— EXCERPT TO READ —
* * * * * * *

= Gordon H. Fleming =

American writer, critic and professor (1920–1999)

The Unforgettable Season by G. H. Fleming.

Gordon H. Fleming (June 4, 1920 – May 30, 1999) was an American writer, critic and professor who specialized in the Pre-Raphaelite Brotherhood. Outside of academia he was best known for several "clippings books" he published about various baseball teams and seasons. These books used selections from newspapers of the time to create a day-by-day record of particularly interesting seasons in baseball history.

==Life==
Fleming was born in China, moving to San Francisco at the age of four. He graduated in English Literature from Berkeley, studied law for a year, and then joined the US Navy on America's entry into World War II. After the war, he taught English in Istanbul, where he met and married his wife. He returned to Berkeley, taking an MA and PhD, and then working in several universities. He retired as professor emeritus of English at the University of New Orleans. He died of a brain tumor in Chicago, Illinois.

==Academic work==
Fleming published several scholarly books about Victorian art and literature, such as Rossetti and the Pre-Raphaelite Brotherhood (1967), That ne'er shall meet again: Rossetti, Millais, Hunt (1971), The Young Whistler, 1834-66 (1978), Lady Colin Campbell: Victorian "sex goddess" (1989), James Abbott McNeill Whistler: A Life (1991). John Everett Millais: a Biography (1999).

* * * * * * *

— Stored items from a collection —

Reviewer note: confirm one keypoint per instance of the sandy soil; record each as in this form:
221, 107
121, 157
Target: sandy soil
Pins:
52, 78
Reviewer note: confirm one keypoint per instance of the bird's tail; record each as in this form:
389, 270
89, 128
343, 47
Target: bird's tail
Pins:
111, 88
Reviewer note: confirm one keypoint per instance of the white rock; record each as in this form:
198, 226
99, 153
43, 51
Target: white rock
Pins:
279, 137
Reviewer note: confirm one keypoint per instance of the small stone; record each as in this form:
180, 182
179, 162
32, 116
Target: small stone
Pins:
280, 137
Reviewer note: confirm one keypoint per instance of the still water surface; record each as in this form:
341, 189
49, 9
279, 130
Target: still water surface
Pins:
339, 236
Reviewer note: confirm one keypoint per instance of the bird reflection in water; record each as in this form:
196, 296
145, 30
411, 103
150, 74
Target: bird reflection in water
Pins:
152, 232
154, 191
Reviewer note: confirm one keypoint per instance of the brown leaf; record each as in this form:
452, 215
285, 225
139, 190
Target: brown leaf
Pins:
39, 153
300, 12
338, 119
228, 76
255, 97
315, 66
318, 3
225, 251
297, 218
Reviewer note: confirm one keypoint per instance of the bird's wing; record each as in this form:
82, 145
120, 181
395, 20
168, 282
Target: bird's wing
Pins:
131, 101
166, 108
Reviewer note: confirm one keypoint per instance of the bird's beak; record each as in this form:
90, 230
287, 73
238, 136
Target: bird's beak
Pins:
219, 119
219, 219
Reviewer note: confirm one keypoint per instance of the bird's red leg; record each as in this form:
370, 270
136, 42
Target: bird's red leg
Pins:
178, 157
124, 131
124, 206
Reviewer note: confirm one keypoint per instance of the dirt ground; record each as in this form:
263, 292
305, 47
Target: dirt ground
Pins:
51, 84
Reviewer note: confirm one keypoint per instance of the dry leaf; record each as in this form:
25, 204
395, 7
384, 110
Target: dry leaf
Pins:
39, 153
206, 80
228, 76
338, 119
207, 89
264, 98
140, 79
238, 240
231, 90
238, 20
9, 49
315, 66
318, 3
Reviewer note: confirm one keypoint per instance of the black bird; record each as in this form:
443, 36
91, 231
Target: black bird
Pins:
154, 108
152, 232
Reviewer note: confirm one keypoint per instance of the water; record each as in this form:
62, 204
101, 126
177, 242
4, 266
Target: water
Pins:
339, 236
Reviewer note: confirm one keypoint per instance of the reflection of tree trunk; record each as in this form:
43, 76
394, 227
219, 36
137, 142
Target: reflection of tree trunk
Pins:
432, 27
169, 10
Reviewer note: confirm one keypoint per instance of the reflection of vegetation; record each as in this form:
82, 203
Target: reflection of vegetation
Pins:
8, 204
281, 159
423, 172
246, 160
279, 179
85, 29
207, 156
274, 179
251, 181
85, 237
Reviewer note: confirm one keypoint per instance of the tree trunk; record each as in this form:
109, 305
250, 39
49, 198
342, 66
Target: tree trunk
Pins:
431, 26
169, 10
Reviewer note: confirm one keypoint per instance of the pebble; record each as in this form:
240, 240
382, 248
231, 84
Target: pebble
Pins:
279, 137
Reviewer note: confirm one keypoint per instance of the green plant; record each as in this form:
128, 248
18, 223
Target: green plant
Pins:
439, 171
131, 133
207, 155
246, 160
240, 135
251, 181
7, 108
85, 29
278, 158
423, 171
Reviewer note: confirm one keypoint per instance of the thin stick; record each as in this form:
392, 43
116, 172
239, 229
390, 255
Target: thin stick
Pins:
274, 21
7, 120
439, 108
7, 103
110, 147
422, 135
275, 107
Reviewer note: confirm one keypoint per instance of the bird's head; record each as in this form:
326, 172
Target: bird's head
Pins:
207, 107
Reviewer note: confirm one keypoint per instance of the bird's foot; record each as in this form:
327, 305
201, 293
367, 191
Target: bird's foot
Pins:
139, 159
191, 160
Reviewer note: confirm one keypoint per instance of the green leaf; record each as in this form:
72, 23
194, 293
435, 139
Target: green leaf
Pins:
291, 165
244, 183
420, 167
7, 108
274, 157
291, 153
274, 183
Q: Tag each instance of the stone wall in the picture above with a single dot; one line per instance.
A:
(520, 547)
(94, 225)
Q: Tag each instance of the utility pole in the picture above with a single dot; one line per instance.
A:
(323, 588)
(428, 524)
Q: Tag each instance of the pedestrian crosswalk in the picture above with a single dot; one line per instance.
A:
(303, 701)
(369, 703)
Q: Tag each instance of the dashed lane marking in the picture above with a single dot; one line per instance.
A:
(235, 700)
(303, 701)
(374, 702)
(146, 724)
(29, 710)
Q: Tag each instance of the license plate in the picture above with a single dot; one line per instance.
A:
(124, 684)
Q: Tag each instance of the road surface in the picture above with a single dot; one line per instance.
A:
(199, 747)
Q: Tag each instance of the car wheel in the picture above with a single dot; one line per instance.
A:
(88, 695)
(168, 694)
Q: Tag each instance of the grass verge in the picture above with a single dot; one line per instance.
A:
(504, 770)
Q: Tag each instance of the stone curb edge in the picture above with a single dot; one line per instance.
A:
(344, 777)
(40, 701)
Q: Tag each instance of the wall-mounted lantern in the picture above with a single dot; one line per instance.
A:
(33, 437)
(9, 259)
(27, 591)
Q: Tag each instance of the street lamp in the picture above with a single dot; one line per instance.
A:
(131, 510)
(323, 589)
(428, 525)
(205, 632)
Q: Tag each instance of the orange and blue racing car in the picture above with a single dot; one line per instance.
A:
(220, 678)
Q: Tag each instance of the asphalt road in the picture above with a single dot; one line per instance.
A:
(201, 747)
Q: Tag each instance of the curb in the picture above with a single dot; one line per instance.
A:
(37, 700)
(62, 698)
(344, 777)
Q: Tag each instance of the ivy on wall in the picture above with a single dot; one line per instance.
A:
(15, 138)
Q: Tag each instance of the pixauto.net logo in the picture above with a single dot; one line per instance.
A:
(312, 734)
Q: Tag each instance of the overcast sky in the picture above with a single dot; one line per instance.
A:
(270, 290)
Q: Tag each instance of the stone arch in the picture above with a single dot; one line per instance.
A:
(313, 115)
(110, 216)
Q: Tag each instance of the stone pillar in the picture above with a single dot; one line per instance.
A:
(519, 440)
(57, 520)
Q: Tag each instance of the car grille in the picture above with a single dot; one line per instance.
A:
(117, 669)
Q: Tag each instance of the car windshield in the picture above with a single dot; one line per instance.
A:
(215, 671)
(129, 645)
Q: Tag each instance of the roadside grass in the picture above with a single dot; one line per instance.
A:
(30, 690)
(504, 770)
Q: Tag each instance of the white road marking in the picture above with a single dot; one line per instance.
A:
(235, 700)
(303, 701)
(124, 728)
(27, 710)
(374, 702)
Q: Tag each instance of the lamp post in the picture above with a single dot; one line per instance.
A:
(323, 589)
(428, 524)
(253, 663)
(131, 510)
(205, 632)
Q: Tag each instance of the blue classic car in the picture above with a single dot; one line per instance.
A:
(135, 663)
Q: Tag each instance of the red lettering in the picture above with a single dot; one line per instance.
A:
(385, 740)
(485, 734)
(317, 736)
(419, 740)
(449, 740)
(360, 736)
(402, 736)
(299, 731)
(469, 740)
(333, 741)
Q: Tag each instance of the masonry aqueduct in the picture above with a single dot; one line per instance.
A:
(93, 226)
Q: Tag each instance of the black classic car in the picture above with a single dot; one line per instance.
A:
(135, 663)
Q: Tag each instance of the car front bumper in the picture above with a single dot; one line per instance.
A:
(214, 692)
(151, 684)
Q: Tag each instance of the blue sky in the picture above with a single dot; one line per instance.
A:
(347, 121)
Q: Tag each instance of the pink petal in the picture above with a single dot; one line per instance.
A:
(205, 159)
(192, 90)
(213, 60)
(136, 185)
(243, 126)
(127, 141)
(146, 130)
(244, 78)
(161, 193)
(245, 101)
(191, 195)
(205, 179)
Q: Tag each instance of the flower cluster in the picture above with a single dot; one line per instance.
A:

* * * * * * *

— CHECK YOUR UNDERSTANDING —
A - Copy the passage of the Gordon H. Fleming article between "Gordon H. Fleming (June" and "in baseball history.", inclusive.
B - According to the Gordon H. Fleming article, at which university was Fleming professor emeritus of English when he retired?
C - Continue the Gordon H. Fleming article from where it stops.

— ACTIVITY ANSWERS —
A -
Gordon H. Fleming (June 4, 1920 – May 30, 1999) was an American writer, critic and professor who specialized in the Pre-Raphaelite Brotherhood. Outside of academia he was best known for several "clippings books" he published about various baseball teams and seasons. These books used selections from newspapers of the time to create a day-by-day record of particularly interesting seasons in baseball history.

B - The University of New Orleans.

C -
==Baseball writings==
His first clipping book, The Unforgettable Season (1981), remains his most admired. Sports Illustrated selected it as one of the top 100 sports books ever, and a new paperback edition was published in 2005 with a foreword by baseball historian Lawrence Ritter. The book recounts the melodramatic National League season of 1908, which included Fred Merkle's infamous "bonehead play" and the resulting playoff between the Chicago Cubs and the New York Giants. The book conveys the color and excitement of the pennant race through the sometimes florid newspaper stories of the time.

Fleming subsequently published two other clippings books. The Dizziest Season: The Gashouse Gang Chases the Pennant (1984) followed the sometimes zany adventures of the Gashouse Gang, the 1934 St. Louis Cardinals and their famed pair of pitchers, brothers Dizzy and Paul Dean. In 1985 Fleming published Murderers' Row, a book covering the 1927 season of the New York Yankees, a ball club generally considered one of the greatest ever.